-- Problem --
Copy only what runs from the line containing "the woman's left" to the last line, both included, keeping it exact and omitting pictures.
◆ ◆ ◆ ◆ ◆
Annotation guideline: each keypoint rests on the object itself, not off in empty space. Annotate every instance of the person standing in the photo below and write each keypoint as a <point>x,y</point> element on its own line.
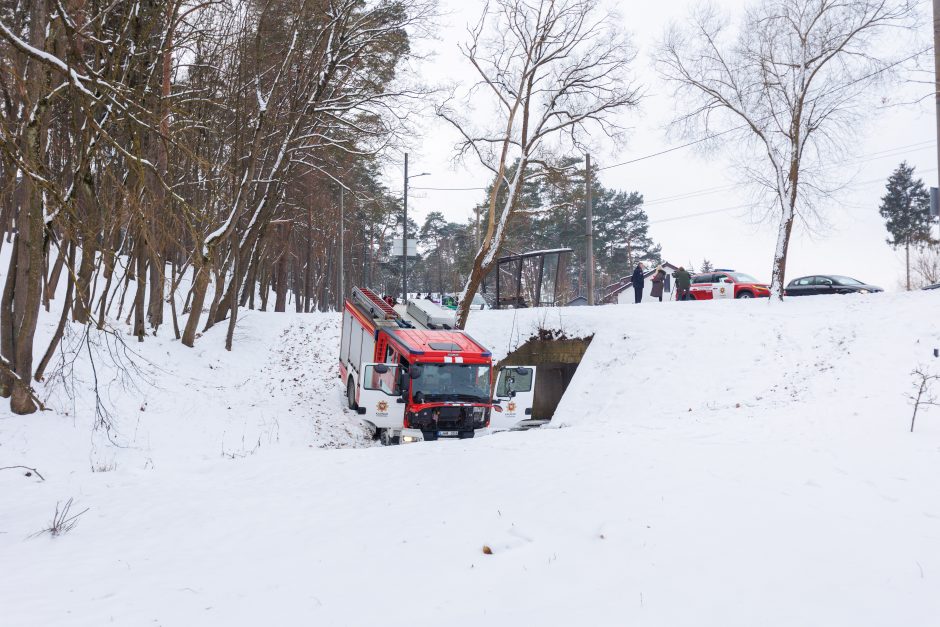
<point>637,280</point>
<point>683,283</point>
<point>658,280</point>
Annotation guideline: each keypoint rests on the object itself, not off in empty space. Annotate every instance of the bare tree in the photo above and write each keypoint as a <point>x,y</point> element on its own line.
<point>787,89</point>
<point>553,71</point>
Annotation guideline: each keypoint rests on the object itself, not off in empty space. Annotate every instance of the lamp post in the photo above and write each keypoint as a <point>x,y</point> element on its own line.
<point>404,239</point>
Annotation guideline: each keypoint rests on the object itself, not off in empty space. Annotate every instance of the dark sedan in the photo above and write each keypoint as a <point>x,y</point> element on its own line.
<point>828,284</point>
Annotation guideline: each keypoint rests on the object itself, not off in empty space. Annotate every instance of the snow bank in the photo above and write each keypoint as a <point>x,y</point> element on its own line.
<point>724,463</point>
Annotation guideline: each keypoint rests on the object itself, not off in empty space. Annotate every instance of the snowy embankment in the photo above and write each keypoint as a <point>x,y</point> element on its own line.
<point>726,463</point>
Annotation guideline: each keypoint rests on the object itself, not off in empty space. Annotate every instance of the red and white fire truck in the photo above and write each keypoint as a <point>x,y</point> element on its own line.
<point>412,376</point>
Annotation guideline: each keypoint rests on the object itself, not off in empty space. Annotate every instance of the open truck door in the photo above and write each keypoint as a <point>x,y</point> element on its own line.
<point>515,393</point>
<point>380,396</point>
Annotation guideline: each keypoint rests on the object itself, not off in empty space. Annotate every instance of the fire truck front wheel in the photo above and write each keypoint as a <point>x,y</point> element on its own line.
<point>386,438</point>
<point>351,394</point>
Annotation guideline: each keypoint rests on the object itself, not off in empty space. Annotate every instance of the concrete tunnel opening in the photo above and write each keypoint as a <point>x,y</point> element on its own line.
<point>556,358</point>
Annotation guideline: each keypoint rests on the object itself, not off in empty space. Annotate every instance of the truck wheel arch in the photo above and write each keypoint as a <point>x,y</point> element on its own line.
<point>351,393</point>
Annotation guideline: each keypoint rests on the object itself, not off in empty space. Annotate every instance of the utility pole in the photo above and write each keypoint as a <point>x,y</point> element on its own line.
<point>404,241</point>
<point>342,245</point>
<point>936,61</point>
<point>589,226</point>
<point>934,192</point>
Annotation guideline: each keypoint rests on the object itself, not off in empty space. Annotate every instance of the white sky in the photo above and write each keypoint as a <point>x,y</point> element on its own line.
<point>725,233</point>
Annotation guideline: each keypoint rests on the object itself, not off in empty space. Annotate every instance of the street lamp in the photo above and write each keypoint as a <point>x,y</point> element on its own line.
<point>404,239</point>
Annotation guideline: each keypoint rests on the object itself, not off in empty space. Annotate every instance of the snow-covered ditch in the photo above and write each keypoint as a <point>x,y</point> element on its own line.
<point>724,463</point>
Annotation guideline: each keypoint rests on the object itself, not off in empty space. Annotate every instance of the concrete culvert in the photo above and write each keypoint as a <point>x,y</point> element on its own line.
<point>555,358</point>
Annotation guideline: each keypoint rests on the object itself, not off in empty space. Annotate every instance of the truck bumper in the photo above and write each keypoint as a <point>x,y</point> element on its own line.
<point>408,436</point>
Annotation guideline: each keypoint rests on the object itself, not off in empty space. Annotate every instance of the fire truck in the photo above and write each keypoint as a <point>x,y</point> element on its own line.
<point>410,374</point>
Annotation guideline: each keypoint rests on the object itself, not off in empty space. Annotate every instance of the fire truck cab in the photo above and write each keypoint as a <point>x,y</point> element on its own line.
<point>412,383</point>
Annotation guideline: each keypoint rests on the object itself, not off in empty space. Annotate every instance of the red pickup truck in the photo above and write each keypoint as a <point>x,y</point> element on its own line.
<point>726,284</point>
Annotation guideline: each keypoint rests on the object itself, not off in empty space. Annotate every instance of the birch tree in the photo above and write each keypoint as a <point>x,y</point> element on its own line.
<point>549,73</point>
<point>787,89</point>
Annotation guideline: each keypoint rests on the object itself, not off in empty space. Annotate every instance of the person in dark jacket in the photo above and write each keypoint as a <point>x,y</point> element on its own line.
<point>659,283</point>
<point>637,280</point>
<point>683,283</point>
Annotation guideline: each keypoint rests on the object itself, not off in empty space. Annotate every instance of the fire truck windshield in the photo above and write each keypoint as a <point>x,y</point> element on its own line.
<point>452,382</point>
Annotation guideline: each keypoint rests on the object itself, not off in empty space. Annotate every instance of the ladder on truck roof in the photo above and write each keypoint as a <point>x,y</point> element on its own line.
<point>374,304</point>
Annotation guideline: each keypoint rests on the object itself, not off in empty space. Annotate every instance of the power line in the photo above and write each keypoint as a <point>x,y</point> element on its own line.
<point>699,214</point>
<point>742,126</point>
<point>882,154</point>
<point>707,137</point>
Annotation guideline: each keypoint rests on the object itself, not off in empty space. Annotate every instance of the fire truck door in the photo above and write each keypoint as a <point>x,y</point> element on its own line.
<point>379,396</point>
<point>723,287</point>
<point>515,389</point>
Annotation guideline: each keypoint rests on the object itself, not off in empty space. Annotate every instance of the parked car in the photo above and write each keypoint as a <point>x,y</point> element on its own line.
<point>726,284</point>
<point>828,284</point>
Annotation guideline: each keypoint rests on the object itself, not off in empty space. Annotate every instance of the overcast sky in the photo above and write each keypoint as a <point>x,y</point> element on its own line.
<point>696,211</point>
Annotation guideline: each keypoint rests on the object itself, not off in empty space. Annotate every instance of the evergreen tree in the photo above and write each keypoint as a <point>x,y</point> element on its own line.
<point>906,210</point>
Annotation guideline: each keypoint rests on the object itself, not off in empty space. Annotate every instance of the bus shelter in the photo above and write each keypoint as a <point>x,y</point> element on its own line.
<point>534,279</point>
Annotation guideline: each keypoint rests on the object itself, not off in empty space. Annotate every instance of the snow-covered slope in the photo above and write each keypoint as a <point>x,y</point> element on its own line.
<point>726,463</point>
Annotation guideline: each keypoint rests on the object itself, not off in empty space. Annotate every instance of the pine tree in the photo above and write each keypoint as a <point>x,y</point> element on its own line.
<point>906,210</point>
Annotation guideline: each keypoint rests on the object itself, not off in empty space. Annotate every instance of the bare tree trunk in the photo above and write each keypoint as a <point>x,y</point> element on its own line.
<point>52,282</point>
<point>139,296</point>
<point>7,325</point>
<point>907,264</point>
<point>175,283</point>
<point>234,305</point>
<point>280,302</point>
<point>63,319</point>
<point>200,285</point>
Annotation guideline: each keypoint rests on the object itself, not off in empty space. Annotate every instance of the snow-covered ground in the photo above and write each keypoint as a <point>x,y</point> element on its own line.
<point>720,463</point>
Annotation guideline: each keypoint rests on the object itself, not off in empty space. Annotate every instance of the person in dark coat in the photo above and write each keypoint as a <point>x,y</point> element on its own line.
<point>683,283</point>
<point>658,279</point>
<point>637,280</point>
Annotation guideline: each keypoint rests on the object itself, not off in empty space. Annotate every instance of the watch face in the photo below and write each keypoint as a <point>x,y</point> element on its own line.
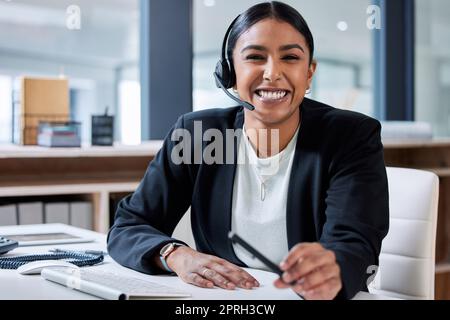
<point>166,249</point>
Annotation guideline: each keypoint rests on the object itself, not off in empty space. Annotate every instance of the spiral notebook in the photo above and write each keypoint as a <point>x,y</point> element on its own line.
<point>110,286</point>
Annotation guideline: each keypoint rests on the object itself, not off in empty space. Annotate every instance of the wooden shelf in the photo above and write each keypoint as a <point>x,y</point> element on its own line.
<point>95,172</point>
<point>98,193</point>
<point>148,148</point>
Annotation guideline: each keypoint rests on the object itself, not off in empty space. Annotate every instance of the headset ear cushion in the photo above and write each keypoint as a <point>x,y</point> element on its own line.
<point>223,72</point>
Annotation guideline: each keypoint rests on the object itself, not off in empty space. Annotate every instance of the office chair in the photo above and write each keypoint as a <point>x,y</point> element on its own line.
<point>407,259</point>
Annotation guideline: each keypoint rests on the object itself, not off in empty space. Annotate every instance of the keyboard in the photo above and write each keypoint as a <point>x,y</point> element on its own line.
<point>109,285</point>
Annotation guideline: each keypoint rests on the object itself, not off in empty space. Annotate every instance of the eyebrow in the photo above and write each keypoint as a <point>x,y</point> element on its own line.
<point>282,48</point>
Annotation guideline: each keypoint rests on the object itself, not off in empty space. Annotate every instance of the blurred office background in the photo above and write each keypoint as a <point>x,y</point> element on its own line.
<point>102,58</point>
<point>150,61</point>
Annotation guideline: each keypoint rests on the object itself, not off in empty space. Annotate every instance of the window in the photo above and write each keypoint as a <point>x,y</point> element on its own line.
<point>5,108</point>
<point>344,50</point>
<point>93,43</point>
<point>432,78</point>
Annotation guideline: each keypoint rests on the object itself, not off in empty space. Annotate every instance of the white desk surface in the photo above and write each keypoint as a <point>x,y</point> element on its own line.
<point>20,287</point>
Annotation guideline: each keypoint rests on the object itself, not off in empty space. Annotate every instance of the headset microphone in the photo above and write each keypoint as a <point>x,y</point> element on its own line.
<point>243,103</point>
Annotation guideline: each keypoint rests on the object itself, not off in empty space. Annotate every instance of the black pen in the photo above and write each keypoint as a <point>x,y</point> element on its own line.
<point>255,253</point>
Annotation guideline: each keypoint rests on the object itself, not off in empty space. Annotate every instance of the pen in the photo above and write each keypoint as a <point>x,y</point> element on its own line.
<point>272,266</point>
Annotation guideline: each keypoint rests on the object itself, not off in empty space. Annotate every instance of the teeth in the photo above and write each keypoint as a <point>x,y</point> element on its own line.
<point>272,95</point>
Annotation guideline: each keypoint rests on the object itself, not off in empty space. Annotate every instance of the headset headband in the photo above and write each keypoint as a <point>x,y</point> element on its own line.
<point>225,40</point>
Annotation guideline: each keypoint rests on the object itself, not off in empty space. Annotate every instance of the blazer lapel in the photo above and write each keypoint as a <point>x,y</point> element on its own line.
<point>221,208</point>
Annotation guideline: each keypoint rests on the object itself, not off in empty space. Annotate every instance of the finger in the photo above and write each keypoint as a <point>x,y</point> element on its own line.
<point>217,279</point>
<point>237,275</point>
<point>308,264</point>
<point>325,291</point>
<point>297,252</point>
<point>315,278</point>
<point>198,280</point>
<point>280,284</point>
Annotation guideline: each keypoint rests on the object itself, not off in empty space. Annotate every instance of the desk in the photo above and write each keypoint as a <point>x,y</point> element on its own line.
<point>20,287</point>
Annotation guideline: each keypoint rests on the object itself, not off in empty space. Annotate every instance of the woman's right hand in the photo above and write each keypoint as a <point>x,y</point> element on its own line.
<point>207,271</point>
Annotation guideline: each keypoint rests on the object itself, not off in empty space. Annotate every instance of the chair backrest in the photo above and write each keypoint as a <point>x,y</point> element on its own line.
<point>407,259</point>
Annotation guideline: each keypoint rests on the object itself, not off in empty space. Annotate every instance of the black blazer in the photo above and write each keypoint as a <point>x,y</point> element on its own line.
<point>338,194</point>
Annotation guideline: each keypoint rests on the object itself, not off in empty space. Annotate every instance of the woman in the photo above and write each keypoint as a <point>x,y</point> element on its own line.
<point>323,212</point>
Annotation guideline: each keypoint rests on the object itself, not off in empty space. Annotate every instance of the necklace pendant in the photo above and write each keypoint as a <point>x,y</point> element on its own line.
<point>263,192</point>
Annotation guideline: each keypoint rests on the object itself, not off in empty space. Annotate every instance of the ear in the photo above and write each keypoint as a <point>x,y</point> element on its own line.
<point>311,71</point>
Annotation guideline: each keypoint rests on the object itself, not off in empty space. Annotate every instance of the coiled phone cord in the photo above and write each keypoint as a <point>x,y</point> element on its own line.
<point>80,259</point>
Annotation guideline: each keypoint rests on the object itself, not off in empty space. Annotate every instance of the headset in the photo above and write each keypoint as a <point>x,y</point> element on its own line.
<point>225,75</point>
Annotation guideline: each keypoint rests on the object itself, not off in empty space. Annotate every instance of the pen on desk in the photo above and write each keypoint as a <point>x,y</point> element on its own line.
<point>272,266</point>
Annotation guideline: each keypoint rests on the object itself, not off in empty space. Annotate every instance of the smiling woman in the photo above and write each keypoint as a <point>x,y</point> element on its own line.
<point>321,215</point>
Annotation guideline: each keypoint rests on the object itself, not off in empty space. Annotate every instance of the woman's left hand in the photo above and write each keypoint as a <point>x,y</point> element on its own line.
<point>314,271</point>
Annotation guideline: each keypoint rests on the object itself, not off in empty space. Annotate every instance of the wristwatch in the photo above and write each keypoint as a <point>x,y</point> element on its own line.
<point>165,251</point>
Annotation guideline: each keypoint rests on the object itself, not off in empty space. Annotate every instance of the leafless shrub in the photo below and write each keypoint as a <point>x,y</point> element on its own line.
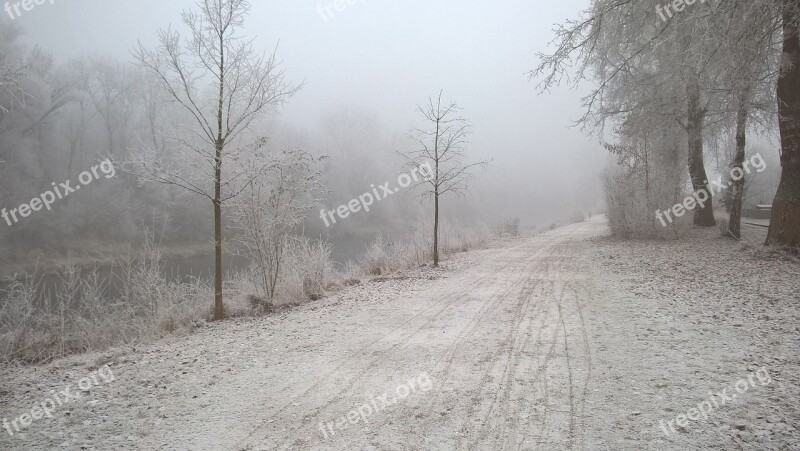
◆ ◆ ◆ ◆ ◆
-- The reply --
Annotation guideline: each keypoint rests on the object itself, not off in empty space. Annotate every instance of the woman's left hand in the photo above and write each keypoint as a <point>x,y</point> element on its own line.
<point>314,271</point>
Annotation guideline: each keypoint rests on the object itself, not off in empty space. Annotate every instance of the wristwatch in the photo above and write each keypoint as a <point>x,y</point> element on its own line.
<point>165,251</point>
Annotation guideline: each keypoint rests on the object itself, not off in empty space. Annotate every instance of the leafless shrub in the photo below and write each keypoint as a <point>x,y</point> element on its own line.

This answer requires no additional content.